Знаете, а ведь то, что происходит последний год между Киевом и Москвой – это не только война Украины с Россией. Это война просоветского с постсоветским. И пока вы не стали писать гадости в комментариях, я попробую объяснить, о чем идет речь.
Весь последний год в России постоянно твердят, что Украина – это пространство этнического. Что украинцем может быть лишь тот, чья фамилия заканчивается на –ко. Что любой носитель иной национальной идентичности, поддерживающий Украину – это либо коньюнктурщик, либо русофоб.
В представлении кремлевских спикеров быть украинцем можно только лишь по факту рождения. Если у тебя бабушка из-под Житомира, дедушка из-под Винницы, а в детстве тебе пели колыбельные на украинском – то ты всамделишный. А если у тебя папа из Вологды, мама из Саратова и говоришь без фрикативного «Г», то ты манкурт и прочая пятая колонна.
И это чертовски удобная схема. Потому что она четко фиксирует: Украина – это кровь и почва. Только лишь кровь и только лишь почва. Хотя на самом деле это полная ерунда. Потому что современная Украина – это пространство ценностного. Но именно эту очевидную вещь Кремль до последнего не будет признавать.
Причина проста. Последние два десятилетия в Москве было принято считать, что в постсоветском океане этнического есть только один ценностный субъект – Россия. И что только у России есть цивилизационная модель, способная быть магнитом для окружающих стран. А все остальные постсоветские страны воспринимались как национальные окраины бывшей империи, единственная роль которых – служить полем боя Москвы с носителями других ценностных систем.
Более того – в самой Украине время от времени появлялись политики, которые точно так же пытались Украину сузить и кастрировать. Которые в любой дискуссии начинали твердить «какая сволочь этот Петренко, он же украинец, у него фамилия на „ко“, а при этом ватник-ватником». Эти ребята – идеальные собеседники для российских завсегдатаев телевизионных ток-шоу. Потому что ни те ни другие так и не поняли, о чем, собственно, был Майдан и какой после него стала Украина.

Цель задания
Как, согласно тексту о противостоянии Киева и Москвы, кремлевские спикеры представляют себе способ быть украинцем? Эти строки никак не связаны с текстом.

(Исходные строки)
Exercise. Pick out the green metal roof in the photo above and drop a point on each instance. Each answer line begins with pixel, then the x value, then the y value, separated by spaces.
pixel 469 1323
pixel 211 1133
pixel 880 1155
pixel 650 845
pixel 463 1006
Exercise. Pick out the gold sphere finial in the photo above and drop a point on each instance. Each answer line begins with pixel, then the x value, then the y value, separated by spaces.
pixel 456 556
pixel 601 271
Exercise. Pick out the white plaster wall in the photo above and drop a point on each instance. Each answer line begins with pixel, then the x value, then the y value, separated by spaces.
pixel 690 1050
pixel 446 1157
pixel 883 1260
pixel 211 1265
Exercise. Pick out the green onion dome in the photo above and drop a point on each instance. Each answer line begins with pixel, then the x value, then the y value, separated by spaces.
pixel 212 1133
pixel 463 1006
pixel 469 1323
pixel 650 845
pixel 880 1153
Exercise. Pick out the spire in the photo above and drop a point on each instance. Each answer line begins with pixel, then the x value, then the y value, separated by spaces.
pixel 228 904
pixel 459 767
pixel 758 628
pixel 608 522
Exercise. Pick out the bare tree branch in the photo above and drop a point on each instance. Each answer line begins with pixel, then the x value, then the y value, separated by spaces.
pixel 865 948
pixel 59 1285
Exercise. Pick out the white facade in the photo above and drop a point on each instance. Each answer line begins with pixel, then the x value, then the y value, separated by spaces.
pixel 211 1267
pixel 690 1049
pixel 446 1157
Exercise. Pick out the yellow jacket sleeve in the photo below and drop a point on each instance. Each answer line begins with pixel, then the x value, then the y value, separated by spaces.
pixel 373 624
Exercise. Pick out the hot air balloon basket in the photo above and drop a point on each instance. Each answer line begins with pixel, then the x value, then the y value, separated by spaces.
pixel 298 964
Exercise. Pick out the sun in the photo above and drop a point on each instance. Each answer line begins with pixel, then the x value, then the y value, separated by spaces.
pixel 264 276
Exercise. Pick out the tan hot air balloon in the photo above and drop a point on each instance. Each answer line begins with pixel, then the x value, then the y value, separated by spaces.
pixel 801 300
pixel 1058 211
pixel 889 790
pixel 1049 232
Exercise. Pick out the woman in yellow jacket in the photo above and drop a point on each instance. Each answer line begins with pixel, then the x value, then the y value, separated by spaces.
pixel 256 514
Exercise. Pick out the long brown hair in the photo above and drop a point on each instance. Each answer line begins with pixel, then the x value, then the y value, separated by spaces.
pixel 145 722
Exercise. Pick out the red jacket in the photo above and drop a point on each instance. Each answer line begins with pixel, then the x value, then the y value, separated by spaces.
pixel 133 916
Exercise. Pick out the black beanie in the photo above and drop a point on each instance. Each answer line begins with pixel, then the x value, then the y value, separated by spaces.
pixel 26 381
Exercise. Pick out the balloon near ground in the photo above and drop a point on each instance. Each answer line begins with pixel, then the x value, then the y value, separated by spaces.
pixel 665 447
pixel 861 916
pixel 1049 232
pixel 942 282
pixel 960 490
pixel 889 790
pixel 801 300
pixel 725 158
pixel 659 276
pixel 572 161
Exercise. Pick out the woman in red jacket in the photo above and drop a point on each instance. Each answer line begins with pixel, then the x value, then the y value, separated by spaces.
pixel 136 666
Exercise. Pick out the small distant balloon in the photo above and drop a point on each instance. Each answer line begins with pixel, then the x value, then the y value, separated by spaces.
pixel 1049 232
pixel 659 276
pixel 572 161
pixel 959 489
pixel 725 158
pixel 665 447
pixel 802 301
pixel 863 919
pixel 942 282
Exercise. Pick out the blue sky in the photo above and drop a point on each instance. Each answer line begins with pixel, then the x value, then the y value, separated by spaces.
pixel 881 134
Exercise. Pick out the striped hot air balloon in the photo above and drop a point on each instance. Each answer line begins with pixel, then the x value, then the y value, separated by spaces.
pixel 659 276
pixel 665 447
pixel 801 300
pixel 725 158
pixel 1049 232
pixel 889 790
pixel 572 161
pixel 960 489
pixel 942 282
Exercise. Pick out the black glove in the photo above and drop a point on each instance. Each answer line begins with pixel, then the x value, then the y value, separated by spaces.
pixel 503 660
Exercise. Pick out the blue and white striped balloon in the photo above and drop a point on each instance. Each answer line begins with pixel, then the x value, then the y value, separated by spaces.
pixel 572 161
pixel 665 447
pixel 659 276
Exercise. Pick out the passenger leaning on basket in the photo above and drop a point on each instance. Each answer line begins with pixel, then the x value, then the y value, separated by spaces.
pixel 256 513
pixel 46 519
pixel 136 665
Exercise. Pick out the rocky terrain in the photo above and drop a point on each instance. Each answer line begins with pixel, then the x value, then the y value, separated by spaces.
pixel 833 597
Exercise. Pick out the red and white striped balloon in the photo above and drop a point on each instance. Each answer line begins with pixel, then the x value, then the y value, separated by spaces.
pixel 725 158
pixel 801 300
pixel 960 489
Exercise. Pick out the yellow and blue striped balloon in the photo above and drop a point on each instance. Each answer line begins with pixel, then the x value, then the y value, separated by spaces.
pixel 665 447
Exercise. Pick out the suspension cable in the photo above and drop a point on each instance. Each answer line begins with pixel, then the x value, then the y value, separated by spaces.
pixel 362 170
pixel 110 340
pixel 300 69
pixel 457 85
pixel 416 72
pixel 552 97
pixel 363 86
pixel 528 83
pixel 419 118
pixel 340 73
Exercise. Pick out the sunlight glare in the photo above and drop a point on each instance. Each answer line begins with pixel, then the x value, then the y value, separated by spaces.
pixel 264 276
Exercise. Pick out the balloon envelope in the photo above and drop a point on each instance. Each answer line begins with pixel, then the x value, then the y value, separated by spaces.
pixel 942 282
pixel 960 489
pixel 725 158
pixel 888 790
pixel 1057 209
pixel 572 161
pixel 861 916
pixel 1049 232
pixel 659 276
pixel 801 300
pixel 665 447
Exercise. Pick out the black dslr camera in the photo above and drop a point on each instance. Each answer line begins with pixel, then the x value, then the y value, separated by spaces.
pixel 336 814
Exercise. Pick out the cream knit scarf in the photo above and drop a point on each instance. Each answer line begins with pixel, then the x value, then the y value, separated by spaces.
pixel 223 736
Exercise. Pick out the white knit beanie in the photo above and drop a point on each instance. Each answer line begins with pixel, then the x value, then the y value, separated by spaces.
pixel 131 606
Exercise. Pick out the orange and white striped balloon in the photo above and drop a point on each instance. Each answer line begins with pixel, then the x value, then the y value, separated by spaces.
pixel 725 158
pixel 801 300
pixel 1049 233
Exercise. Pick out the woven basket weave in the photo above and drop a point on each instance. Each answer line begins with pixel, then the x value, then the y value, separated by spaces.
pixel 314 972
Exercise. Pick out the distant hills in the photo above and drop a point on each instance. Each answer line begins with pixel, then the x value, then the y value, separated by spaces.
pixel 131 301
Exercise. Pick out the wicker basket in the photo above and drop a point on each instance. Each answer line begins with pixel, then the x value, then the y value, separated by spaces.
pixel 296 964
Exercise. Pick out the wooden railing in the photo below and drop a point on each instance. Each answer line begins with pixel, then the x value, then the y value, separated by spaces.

Ответ к упражнению
Быть украинцем можно только лишь по факту рождения.